§ Work item: Every line below that holds the string "vegetation" should be copied out.

§ Data listing:

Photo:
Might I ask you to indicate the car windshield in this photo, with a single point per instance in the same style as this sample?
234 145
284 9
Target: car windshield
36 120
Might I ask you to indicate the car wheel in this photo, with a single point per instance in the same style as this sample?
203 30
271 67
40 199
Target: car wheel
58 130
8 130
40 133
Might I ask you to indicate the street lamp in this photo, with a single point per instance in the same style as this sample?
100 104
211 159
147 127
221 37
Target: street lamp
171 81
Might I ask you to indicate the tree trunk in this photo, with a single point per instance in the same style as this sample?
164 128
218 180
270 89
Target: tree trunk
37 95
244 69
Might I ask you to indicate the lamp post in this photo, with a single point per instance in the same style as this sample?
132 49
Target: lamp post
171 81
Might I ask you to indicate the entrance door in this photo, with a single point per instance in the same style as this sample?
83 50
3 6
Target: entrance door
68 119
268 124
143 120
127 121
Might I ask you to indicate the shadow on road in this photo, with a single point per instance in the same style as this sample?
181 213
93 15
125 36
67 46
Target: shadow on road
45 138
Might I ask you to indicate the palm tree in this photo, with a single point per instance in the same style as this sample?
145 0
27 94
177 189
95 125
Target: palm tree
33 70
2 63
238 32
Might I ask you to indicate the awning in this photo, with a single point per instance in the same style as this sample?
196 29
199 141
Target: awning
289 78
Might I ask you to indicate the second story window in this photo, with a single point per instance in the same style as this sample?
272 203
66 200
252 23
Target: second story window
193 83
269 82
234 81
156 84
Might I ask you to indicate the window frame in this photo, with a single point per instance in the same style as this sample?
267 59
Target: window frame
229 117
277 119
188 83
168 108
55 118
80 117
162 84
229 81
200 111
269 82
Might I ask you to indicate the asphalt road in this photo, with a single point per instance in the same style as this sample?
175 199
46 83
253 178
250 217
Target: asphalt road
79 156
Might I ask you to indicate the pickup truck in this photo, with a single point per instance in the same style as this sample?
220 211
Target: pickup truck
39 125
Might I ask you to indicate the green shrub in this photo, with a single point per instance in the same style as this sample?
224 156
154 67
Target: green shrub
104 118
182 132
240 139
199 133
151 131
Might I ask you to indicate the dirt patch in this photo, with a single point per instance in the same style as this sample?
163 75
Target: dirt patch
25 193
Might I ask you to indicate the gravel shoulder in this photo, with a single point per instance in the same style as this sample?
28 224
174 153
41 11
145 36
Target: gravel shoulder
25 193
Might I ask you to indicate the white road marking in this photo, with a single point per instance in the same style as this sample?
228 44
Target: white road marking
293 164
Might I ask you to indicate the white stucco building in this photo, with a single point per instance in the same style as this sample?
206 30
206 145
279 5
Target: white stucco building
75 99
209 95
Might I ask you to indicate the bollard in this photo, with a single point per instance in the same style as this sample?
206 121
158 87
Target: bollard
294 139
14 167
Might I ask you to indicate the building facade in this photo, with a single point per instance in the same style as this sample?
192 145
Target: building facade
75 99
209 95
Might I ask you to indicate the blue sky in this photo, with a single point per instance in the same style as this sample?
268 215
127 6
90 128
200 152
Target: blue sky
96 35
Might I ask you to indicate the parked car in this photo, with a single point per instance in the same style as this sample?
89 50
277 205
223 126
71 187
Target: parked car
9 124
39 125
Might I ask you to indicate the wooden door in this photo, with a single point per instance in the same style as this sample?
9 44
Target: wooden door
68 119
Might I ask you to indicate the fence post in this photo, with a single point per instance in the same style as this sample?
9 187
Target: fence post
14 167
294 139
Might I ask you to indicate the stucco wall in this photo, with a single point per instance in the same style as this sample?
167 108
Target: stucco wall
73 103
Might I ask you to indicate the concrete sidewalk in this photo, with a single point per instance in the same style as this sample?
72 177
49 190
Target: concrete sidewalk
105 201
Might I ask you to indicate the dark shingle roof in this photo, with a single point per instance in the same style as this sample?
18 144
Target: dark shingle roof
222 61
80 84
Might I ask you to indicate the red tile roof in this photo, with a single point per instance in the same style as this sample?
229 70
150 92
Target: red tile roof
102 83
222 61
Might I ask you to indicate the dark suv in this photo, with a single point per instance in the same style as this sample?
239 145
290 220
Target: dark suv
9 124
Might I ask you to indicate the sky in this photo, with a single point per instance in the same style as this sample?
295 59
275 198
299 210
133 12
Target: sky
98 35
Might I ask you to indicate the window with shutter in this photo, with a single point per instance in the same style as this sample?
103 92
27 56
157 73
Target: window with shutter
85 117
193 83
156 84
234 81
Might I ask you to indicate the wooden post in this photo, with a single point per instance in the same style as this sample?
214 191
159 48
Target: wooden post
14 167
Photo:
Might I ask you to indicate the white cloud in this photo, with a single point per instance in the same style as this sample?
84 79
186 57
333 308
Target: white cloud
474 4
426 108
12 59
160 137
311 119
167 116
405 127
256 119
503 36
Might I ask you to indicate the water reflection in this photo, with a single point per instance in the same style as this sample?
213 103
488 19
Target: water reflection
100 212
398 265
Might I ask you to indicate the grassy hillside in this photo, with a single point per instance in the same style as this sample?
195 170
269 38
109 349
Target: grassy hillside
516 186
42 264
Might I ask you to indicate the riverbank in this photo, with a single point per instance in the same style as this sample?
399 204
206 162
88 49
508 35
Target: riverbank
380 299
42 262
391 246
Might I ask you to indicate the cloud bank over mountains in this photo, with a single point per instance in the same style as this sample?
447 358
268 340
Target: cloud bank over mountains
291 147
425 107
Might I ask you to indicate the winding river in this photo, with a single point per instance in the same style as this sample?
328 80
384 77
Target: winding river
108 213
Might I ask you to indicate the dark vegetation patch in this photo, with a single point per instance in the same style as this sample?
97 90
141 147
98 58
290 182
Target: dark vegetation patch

§ Answer to the exercise:
Might I ask you to indicate the dark vegetation patch in this photo, with a single point per instance in the same style as this sample?
Target: dark vegetation patch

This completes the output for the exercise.